## start Record extracts
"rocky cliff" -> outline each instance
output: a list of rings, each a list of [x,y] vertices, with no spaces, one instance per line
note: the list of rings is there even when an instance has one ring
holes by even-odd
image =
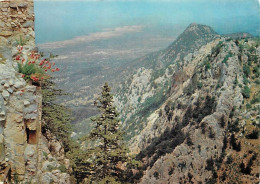
[[[156,57],[169,65],[125,82],[117,104],[139,183],[259,182],[259,51],[191,24]]]
[[[33,1],[0,1],[0,179],[70,183],[62,145],[41,133],[41,88],[18,73],[18,45],[25,56],[35,49]]]

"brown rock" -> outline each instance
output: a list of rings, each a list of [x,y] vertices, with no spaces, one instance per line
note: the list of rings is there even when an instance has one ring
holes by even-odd
[[[2,32],[0,32],[0,36],[3,36],[3,37],[9,37],[12,34],[13,33],[11,31],[2,31]]]

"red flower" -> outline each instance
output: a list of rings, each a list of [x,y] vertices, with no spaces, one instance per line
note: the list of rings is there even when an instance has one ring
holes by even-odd
[[[15,60],[16,60],[16,61],[20,60],[20,56],[19,56],[19,55],[16,56]]]

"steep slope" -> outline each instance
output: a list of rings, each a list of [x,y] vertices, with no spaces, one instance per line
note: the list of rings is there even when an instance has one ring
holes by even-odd
[[[41,88],[18,72],[17,58],[35,49],[33,7],[0,1],[0,183],[70,183],[62,144],[41,132]]]
[[[259,40],[217,36],[192,52],[160,77],[139,69],[117,98],[139,182],[259,182]]]
[[[208,26],[192,23],[165,50],[136,60],[134,75],[117,90],[116,103],[123,126],[130,139],[145,127],[146,118],[171,92],[172,75],[190,62],[198,49],[214,39],[216,33]]]

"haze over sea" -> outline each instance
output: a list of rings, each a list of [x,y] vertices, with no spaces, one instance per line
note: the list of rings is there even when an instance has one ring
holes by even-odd
[[[36,1],[36,42],[70,40],[124,26],[140,26],[134,28],[166,39],[192,22],[220,34],[259,36],[259,10],[257,0]]]

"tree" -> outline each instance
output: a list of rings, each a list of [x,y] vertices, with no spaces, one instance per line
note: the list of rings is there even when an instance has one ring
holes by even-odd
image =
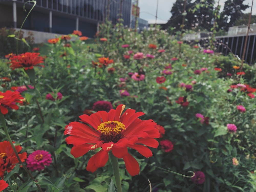
[[[245,0],[228,0],[225,2],[223,10],[218,22],[219,27],[226,31],[234,25],[236,22],[241,18],[240,12],[249,6],[243,4]]]

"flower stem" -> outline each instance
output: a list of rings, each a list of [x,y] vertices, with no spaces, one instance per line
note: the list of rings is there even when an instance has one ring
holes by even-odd
[[[10,144],[12,147],[13,150],[13,151],[15,153],[15,154],[16,155],[18,160],[19,160],[19,163],[22,166],[22,167],[25,169],[26,172],[28,174],[31,179],[34,181],[35,182],[36,180],[35,179],[35,178],[34,178],[31,174],[30,173],[30,172],[28,170],[28,169],[27,168],[27,167],[26,166],[22,163],[22,162],[21,161],[21,159],[20,159],[20,158],[19,157],[19,154],[18,153],[18,152],[17,152],[17,151],[16,150],[16,148],[15,148],[15,147],[14,146],[14,145],[13,144],[13,141],[12,140],[12,139],[11,138],[11,137],[10,136],[10,135],[9,135],[9,133],[8,131],[8,128],[7,128],[7,126],[6,126],[6,124],[5,123],[5,120],[4,118],[4,114],[1,112],[0,112],[0,120],[1,120],[1,121],[3,124],[3,126],[4,127],[4,131],[5,133],[5,135],[6,135],[6,137],[7,138],[8,141],[10,142]],[[39,185],[36,183],[36,185],[37,187],[37,188],[38,188],[39,191],[40,191],[40,192],[43,192]]]
[[[121,180],[120,179],[120,174],[119,173],[119,168],[118,167],[118,162],[117,157],[114,156],[112,153],[109,153],[109,157],[111,160],[114,175],[115,176],[115,182],[116,183],[116,188],[117,192],[122,192],[122,187],[121,185]]]

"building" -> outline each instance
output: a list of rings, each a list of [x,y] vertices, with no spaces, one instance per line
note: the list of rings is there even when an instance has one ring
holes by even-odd
[[[0,0],[0,27],[20,28],[34,5],[26,4],[24,11],[28,1]],[[113,24],[121,18],[124,26],[131,27],[132,7],[132,0],[37,0],[22,28],[62,34],[79,30],[92,37],[109,16],[108,10]]]

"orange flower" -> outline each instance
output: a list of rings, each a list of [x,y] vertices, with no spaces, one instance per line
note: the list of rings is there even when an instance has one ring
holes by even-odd
[[[74,30],[73,31],[73,33],[72,33],[72,34],[73,35],[78,35],[79,36],[82,36],[82,32],[78,30]]]
[[[109,64],[114,62],[114,60],[113,59],[109,60],[108,57],[101,57],[99,58],[99,62],[101,64],[106,66]]]
[[[68,40],[69,40],[69,39],[71,39],[71,37],[69,35],[62,35],[62,36],[60,37],[60,38],[62,40],[65,40],[65,41],[67,41]]]
[[[155,49],[156,48],[156,46],[154,44],[150,44],[148,45],[148,48]]]
[[[60,39],[58,38],[56,38],[55,39],[48,39],[48,41],[50,43],[52,44],[56,44],[58,42]]]
[[[79,38],[81,41],[85,41],[88,39],[88,37],[84,36],[83,37],[81,37]]]
[[[108,39],[106,38],[101,38],[100,39],[100,40],[101,41],[106,41],[108,40]]]
[[[24,68],[25,70],[33,69],[34,66],[44,67],[42,65],[38,65],[44,62],[44,59],[39,56],[39,53],[27,52],[14,56],[10,59],[11,65],[10,67],[13,70],[17,68]]]

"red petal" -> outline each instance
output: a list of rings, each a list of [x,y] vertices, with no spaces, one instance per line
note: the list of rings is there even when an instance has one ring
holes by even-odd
## end Record extracts
Goal of the exercise: Count the lines in the rows above that contain the word "outline", and give only that number.

Exercise result: 10